AVAILABLE DATA:
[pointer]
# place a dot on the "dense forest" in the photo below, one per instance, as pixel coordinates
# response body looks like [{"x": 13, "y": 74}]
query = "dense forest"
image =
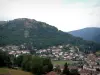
[
  {"x": 39, "y": 35},
  {"x": 34, "y": 64}
]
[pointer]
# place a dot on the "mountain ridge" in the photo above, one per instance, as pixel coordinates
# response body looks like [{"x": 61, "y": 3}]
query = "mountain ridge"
[
  {"x": 89, "y": 33},
  {"x": 39, "y": 35}
]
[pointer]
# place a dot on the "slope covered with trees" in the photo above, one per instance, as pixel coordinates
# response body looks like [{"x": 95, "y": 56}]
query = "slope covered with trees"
[
  {"x": 39, "y": 35},
  {"x": 91, "y": 33}
]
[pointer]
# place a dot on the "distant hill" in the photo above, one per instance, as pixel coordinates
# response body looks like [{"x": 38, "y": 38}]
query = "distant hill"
[
  {"x": 91, "y": 33},
  {"x": 39, "y": 35},
  {"x": 7, "y": 71}
]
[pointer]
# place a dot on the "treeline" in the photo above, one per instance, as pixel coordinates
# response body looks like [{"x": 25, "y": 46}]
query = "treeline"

DIRECTIONS FOR THIS TASK:
Every line above needs to be written out again as it stands. Pictures do not belong in the copy.

OUTPUT:
[pointer]
# place a dot on the "dense forest" in the photo below, one per instance, as pixel coordinates
# response body looks like [{"x": 13, "y": 74}]
query = "dense forest"
image =
[
  {"x": 39, "y": 35},
  {"x": 34, "y": 64}
]
[pointer]
# place a dot on the "mountain ridge" in the photo above, one per instance, as pixel coordinates
# response body looks like [{"x": 61, "y": 3}]
query = "mountain ridge"
[
  {"x": 89, "y": 33},
  {"x": 39, "y": 35}
]
[pointer]
# place a dot on the "slope covered with trees" in the photo above, one per instance, as pixel coordinates
# response body looks like [{"x": 95, "y": 56}]
query = "slope covered with trees"
[
  {"x": 39, "y": 35},
  {"x": 91, "y": 33}
]
[pointer]
# place a dot on the "distant hill" in the photo above, one per instance, as pixel coordinates
# response body looks like [{"x": 38, "y": 38}]
query = "distant hill"
[
  {"x": 91, "y": 33},
  {"x": 39, "y": 35},
  {"x": 7, "y": 71}
]
[pointer]
# place a dot on the "treeline" in the photo above, one per instance, as pixel coordinates
# response body looks like [{"x": 25, "y": 46}]
query = "treeline"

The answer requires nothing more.